■ Required work ■
Extract the data exactly, missing nothing.

■ Exercise inputs ■

──────────────────────────────

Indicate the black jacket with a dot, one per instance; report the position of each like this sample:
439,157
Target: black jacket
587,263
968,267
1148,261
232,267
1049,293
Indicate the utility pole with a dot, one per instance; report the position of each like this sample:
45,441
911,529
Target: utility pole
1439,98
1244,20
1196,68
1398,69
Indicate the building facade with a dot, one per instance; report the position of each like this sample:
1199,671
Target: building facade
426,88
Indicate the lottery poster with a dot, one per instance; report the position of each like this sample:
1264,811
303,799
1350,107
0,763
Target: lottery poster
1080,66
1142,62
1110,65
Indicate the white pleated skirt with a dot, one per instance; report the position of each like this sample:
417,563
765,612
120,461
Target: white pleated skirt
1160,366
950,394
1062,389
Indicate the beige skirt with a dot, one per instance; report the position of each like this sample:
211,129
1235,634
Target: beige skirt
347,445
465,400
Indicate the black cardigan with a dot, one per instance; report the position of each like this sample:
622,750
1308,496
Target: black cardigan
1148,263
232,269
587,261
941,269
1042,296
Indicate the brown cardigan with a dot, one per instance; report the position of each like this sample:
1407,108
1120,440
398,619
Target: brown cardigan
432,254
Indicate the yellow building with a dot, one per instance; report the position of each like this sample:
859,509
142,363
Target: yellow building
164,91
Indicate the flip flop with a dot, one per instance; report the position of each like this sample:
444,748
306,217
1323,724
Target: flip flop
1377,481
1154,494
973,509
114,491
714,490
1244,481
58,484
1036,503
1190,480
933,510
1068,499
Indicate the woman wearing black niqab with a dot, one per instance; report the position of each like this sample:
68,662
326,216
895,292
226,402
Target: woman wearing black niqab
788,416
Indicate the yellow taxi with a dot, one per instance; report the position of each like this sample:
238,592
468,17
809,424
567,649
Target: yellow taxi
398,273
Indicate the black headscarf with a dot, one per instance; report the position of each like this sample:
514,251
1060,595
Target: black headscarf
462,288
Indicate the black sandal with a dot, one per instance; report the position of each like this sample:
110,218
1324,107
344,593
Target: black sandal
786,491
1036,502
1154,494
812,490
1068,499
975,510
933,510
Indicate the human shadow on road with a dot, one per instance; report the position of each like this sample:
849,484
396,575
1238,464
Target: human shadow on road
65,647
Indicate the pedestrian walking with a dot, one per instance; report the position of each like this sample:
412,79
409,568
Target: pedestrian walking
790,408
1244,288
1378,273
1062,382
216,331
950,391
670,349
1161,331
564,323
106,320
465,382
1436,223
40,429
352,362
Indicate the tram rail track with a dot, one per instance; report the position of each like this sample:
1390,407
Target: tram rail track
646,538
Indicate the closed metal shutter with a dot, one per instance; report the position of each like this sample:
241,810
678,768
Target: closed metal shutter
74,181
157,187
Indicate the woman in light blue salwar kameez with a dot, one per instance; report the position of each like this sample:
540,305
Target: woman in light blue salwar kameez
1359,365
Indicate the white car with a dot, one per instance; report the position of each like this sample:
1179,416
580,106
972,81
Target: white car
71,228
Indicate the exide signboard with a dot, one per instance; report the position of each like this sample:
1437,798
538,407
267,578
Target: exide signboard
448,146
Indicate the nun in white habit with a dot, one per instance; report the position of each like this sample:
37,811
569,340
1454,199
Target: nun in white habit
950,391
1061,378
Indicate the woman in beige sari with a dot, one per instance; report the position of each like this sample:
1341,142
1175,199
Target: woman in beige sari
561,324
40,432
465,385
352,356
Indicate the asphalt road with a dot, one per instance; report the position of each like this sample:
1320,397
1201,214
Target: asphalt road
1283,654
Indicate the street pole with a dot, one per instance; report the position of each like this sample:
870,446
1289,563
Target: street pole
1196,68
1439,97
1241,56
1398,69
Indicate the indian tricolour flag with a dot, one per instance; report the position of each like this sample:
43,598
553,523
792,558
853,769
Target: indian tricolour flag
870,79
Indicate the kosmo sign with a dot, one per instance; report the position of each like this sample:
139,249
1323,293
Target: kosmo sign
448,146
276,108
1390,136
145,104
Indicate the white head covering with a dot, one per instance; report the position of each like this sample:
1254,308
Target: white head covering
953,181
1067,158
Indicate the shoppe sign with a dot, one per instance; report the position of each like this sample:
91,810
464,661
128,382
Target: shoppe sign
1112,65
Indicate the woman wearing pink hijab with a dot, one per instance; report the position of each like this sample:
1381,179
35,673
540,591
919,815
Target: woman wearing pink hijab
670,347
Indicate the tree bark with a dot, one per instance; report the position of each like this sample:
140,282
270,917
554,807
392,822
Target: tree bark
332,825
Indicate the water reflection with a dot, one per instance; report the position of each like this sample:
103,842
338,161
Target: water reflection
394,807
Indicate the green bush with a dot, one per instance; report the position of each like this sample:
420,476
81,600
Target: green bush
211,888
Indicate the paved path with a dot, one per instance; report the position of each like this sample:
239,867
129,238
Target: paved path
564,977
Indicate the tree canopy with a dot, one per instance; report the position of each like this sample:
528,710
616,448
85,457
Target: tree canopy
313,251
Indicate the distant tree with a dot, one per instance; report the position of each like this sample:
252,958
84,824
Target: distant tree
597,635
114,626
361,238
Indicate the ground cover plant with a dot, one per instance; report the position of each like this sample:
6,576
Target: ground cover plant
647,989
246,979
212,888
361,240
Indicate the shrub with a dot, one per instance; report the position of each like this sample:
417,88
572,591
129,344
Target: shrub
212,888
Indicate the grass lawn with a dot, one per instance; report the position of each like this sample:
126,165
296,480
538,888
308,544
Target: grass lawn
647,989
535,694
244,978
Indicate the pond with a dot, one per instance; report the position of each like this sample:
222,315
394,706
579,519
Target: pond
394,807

──────────────────────────────

■ Response to the task ■
Indicate the black jacket with a dot, one per instance; report the position of each like this sample:
439,157
Target: black jacket
587,263
968,267
1148,261
232,267
1049,293
Indicate the utility pole with a dot, one per instance; report the position of each like this sample:
45,441
911,529
Target: utility pole
1439,98
1244,20
1196,68
1398,69
Indicate the building facade with a dot, one per instance; report the position of each like this sample:
1199,671
Target: building facade
426,88
Indicate the lottery poster with a dot, one per instance; report the position of each like this sample:
1264,811
303,799
1350,107
0,763
Target: lottery poster
1080,66
1142,62
1110,65
Indicate the white pleated skirt with a dot, one per instance; report the position of each like this sample:
417,563
765,612
120,461
Target: white pleated skirt
1160,366
950,394
1062,389
Indicate the beige skirt with a dot, one per instance; report the position of each like this sample:
211,129
1235,634
Target: beige skirt
347,445
465,400
Indicate the black cardigan with a dot, one per instance; report the position of each like this sample:
622,750
1308,496
Target: black cardigan
1148,263
232,269
587,261
941,269
1042,296
Indicate the brown cardigan with a dot, one per instance; report the position of each like this sample:
1407,108
1120,440
398,619
Target: brown cardigan
432,254
Indicate the yellow building with a dot, one per instance; report the position of each like this sample:
859,509
142,363
Target: yellow building
164,91
Indicate the flip flop with a dot, one per instance; report the position of each like this sample:
444,748
306,217
1323,724
Target: flip flop
1377,481
1154,494
973,509
114,491
714,490
1244,481
58,484
1036,503
1190,480
933,510
1068,499
Indicate the woman wearing black niqab with a dot, one per instance; report the position of each like this sample:
68,662
326,216
895,292
226,402
Target: woman wearing black niqab
788,416
Indicate the yellow taxi with a dot, one per instance; report the position of each like this sample:
238,592
468,17
809,424
567,649
Target: yellow taxi
398,273
Indicate the black headscarf with a dot, one per instance; report the position of each like this sample:
514,251
1060,595
Target: black headscarf
462,288
Indicate the black sandal with a dot, one per instance; report the position of each like this sample:
110,218
1324,107
344,593
Target: black sandal
786,491
1036,502
1154,494
812,490
1068,499
975,510
933,510
Indicate the human shadow on road with a dot, one per instance; report the position of each like this sample:
849,484
396,575
1238,464
Target: human shadow on road
65,647
Indicate the pedestrian walking with a dot, one per instance; report the position of each like this sample:
412,79
409,568
Target: pedestrian walking
790,408
1244,288
1378,273
1062,382
216,331
950,391
670,349
1161,331
564,323
106,320
465,382
1436,223
40,429
352,362
Indicate the tram rail track with a dot, one per instance; report the position of each like this sample:
1390,407
Target: tram rail track
646,538
Indicate the closed metal shutter with a dot, one per instance; report the position of each like this sample:
241,810
678,768
Target: closed metal shutter
74,181
157,187
Indicate the woman in light blue salwar kameez with a dot, one per instance; report the position of each like this sample:
540,305
Target: woman in light blue salwar kameez
1359,365
Indicate the white car with a dot, one per instance; report the position of each like this sample:
1179,416
580,106
972,81
Target: white car
71,228
Indicate the exide signboard with a dot, one per instance; report the position of each like this sample:
1437,798
538,407
267,578
Target: exide signboard
448,146
Indicate the nun in white habit with a dot, one per instance; report the position of each like this sample:
37,811
569,340
1454,199
Target: nun in white habit
950,391
1061,378
Indicate the woman in beige sari with a dot, one per instance; report the position of each like this sample:
1341,142
1175,199
Target: woman in beige sari
561,324
40,432
465,385
352,356
Indicate the asphalt road with a dot, one per instance; report the position of each like this sample:
1320,397
1201,214
Target: asphalt road
1283,654
Indicate the street pole with a dot, one per instance; report the position of each like this sample:
870,446
1289,563
Target: street pole
1196,68
1439,97
1241,56
1398,69
Indicate the indian tricolour flag with a dot, one per instance; report the position of each like this sample:
43,598
553,523
792,558
853,769
Target: indian tricolour flag
870,79
Indicate the kosmo sign with a dot, one per instance; report the position of each like this sample:
139,249
1323,293
Target: kosmo sign
448,146
276,108
1390,136
145,104
Indicate the white head covering with a dot, one per instance; report the position of each like this sample:
1254,308
Target: white head covering
953,181
1067,158
Indicate the shoppe sign with a dot, one per instance; report the position of each like this sample:
91,810
464,661
128,382
Target: shoppe sign
1112,65
Indicate the woman wearing pink hijab with a dot, one per instance; report the position of each like this sample:
1381,179
35,673
540,591
919,815
Target: woman wearing pink hijab
670,347
Indicate the tree bark with a dot, one per instance; report the position of each like this sample:
140,282
270,917
554,807
392,822
Target: tree bark
332,825
Indicate the water reflection with a dot, one per instance; report the position of each like this sample:
103,842
338,161
Target: water reflection
394,807
Indicate the green bush with a dot, one per instance; report the position of each like this sample:
420,476
81,600
Target: green bush
211,888
Indicate the paved path with a dot, one per instance; report the position of each like this sample:
239,867
129,238
Target: paved path
564,977
Indicate the tree canopy with a dot, one per instance; report the position of each like this sample:
528,710
616,448
85,457
Target: tree canopy
313,251
Indicate the distant tree with a dot, one per instance; report the position of each like this sample:
252,958
84,824
Target: distant tree
597,635
114,626
361,238
Indicate the ground cover plant with a dot, one per instance; report the position of each like this sample:
6,576
Target: ground cover plant
647,989
246,979
212,888
361,240
Indicate the shrub with a dot, one per instance; report the position of each like this sample:
417,88
572,591
129,344
Target: shrub
212,888
Indicate the grass lawn with a dot, one per instance; report the position of each like this sample:
126,165
296,480
538,888
308,544
Target: grass lawn
647,989
535,694
244,978
Indicate the pond with a dot, one per instance; report the position of each like this sample:
222,315
394,706
579,519
Target: pond
394,807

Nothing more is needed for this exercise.